(Extracted records)
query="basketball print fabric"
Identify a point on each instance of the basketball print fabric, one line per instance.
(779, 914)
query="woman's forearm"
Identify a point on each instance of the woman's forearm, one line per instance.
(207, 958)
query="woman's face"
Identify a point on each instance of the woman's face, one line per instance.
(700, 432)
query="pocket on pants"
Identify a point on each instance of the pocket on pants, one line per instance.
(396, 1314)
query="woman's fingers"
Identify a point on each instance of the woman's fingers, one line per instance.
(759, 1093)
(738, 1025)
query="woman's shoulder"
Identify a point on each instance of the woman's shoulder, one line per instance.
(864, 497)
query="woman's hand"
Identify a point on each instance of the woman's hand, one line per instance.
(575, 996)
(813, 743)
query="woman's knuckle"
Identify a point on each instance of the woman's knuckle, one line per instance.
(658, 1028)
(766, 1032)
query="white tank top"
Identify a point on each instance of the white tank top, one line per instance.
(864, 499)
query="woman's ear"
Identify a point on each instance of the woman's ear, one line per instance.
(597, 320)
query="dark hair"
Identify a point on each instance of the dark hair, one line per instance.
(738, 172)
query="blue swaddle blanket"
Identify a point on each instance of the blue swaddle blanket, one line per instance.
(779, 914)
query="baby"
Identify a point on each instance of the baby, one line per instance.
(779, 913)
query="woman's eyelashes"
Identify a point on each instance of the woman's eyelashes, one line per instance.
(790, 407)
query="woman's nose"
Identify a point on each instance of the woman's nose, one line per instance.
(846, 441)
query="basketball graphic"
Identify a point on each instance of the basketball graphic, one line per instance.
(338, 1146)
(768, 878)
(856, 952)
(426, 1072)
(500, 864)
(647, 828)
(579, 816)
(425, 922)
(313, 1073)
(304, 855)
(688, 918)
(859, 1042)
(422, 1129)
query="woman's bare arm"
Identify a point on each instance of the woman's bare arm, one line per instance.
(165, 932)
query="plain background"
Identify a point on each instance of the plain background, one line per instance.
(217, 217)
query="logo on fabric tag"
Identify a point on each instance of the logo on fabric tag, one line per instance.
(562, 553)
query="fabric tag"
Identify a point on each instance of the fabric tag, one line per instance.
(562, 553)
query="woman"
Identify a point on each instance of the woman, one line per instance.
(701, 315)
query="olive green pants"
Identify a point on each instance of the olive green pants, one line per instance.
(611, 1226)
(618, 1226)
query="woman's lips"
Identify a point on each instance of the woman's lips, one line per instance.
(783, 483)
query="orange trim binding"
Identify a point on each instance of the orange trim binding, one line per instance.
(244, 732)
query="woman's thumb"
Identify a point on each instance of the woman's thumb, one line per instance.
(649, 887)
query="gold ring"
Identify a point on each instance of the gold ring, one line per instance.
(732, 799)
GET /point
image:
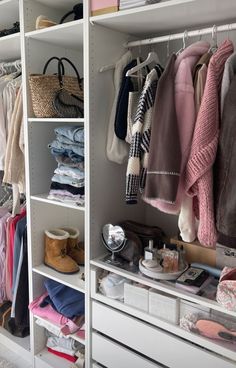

REQUIREMENTS → Gather every line of the listing that contains the string "green". Case counts.

SOLUTION FOR THIS TASK →
query="olive green pants"
Identify a point on each instance of the olive green pants, one line per instance.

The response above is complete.